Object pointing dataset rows

□ □ □

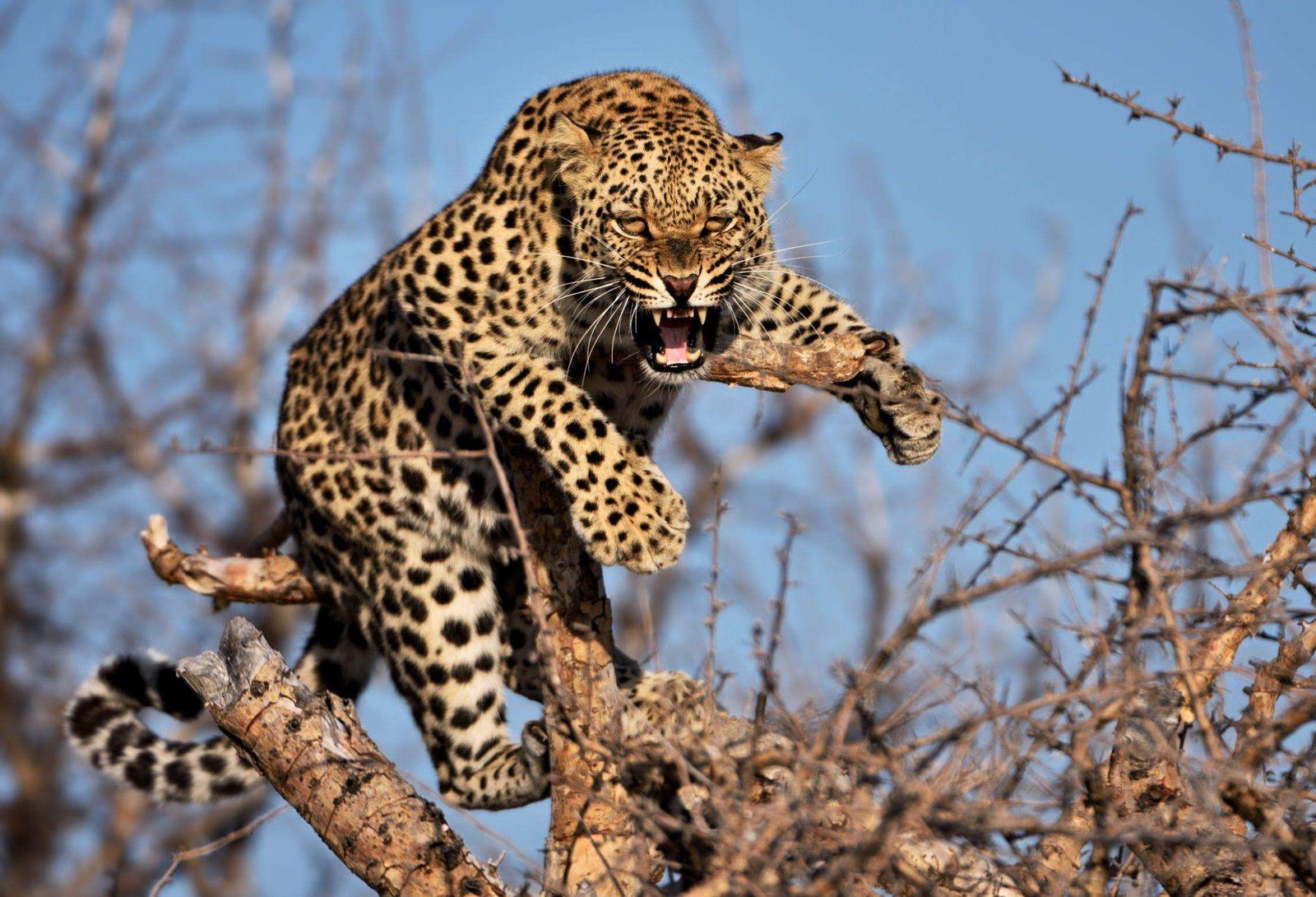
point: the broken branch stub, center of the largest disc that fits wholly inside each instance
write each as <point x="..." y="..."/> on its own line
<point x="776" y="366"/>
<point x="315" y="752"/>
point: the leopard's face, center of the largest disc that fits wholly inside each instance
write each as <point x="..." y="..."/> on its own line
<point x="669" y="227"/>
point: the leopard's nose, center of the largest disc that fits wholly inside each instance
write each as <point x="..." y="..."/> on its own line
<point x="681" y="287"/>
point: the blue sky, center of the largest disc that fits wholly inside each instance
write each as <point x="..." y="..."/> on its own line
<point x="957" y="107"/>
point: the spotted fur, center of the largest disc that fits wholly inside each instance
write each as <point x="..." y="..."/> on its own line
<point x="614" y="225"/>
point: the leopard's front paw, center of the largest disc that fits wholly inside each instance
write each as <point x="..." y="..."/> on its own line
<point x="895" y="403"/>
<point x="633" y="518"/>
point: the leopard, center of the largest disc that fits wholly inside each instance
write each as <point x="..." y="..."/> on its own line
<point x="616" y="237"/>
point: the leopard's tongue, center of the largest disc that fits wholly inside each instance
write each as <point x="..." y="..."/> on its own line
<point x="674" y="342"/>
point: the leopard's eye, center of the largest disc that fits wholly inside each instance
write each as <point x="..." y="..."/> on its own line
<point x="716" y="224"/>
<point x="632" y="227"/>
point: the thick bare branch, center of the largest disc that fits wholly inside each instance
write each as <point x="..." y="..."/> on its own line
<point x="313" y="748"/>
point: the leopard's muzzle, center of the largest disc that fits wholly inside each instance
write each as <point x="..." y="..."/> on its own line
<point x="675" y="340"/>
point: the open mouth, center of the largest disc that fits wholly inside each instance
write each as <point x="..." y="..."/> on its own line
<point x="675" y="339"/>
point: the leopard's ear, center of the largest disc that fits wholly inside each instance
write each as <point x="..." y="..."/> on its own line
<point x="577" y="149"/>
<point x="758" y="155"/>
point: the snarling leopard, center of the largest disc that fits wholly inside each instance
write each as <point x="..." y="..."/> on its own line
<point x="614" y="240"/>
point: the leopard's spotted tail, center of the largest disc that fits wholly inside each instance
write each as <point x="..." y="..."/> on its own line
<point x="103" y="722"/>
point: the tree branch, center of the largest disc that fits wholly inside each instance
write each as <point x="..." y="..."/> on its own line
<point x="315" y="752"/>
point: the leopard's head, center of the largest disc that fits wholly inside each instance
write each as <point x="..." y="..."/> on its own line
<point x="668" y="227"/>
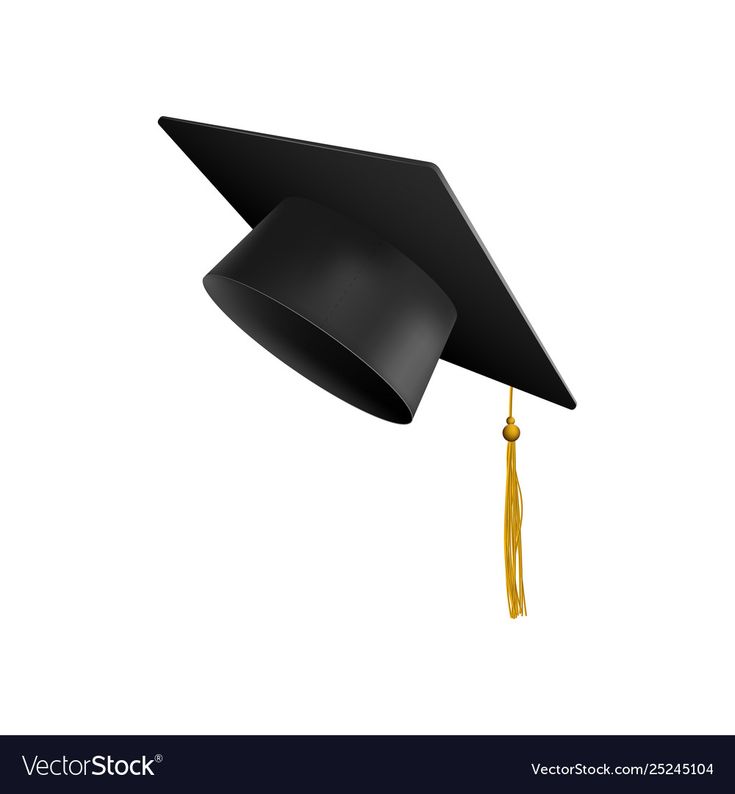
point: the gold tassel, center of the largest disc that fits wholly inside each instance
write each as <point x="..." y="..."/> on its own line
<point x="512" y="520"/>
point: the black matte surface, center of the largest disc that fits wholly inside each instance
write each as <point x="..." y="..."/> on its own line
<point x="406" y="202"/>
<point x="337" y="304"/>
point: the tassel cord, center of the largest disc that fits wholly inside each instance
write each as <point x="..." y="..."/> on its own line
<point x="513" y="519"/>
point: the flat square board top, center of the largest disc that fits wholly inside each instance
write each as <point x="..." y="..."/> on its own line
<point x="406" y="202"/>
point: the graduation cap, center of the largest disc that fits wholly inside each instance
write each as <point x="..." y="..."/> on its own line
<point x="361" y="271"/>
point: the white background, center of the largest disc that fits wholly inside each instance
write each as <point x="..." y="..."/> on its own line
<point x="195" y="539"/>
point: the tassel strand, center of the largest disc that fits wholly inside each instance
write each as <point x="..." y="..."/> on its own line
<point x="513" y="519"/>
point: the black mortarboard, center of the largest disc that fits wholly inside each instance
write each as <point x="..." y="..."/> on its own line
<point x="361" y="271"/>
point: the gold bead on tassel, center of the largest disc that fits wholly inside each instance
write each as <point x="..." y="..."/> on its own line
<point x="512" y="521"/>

□ □ □

INSTRUCTIONS FOR THE TASK: Set down, word for word, only the lines running from the line with "point: the graduation" to the last line of the listing above. Both of those lines belong in your answer.

RESULT BELOW:
point: the graduation cap, center of the largest disc that fits wholly inside each instance
write each as <point x="..." y="..."/> on its own line
<point x="361" y="271"/>
point: the white background, center of the largest disc that fits wholly inside each instance
write each as <point x="..." y="..."/> on its own line
<point x="195" y="539"/>
point: the tassel strand, center of the largest disc that fits wholly inside each instance
write each as <point x="..." y="..."/> on its own line
<point x="513" y="519"/>
point: the black mortarboard, center of the largest disc that fits wholly inside each instance
write each as <point x="..." y="..."/> on its own line
<point x="361" y="271"/>
point: the gold bead on tassel, center of the largest disc that fits wholly inside each instance
write each as <point x="..." y="..."/> on its own line
<point x="512" y="521"/>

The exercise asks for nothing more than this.